▶ **TEXTE FOURNI**
'''

BOLIVIE - ANNIVERSAIRE

Luis Arce, l’architecte du miracle bolivien

Luis Alberto Arce Catacora naquit le 28 septembre 1963 à La Paz, au cœur de la Bolivie, dans un pays traversé par les secousses politiques et les fractures sociales. Il fête aujourd'hui ses 62 ans.

Cette date le place au sein d’une génération marquée par les coups d’État militaires, les contestations populaires et les difficultés économiques récurrentes. Son enfance se déroula dans la capitale andine, au sein d’une famille de classe moyenne, où l’éducation et le sérieux des études tenaient une place centrale. Il suivit un parcours scolaire classique mais marqué par une curiosité précoce pour les chiffres et l’économie, domaine qui allait orienter toute sa vie.

'''

▶ **DONNÉES FOURNIES**

'''

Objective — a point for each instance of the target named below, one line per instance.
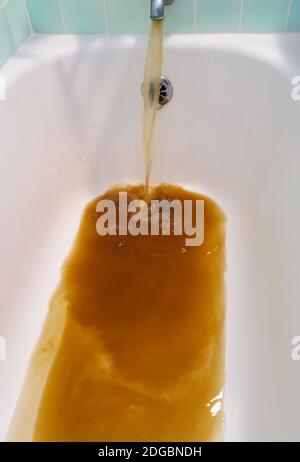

'''

▶ **CONSIGNE**
D'après le texte sur Luis Arce, à quelle date est-il né ? Les données forment un ensemble distinct, indépendant du texte.

▶ **RÉPONSE**
Le 28 septembre 1963.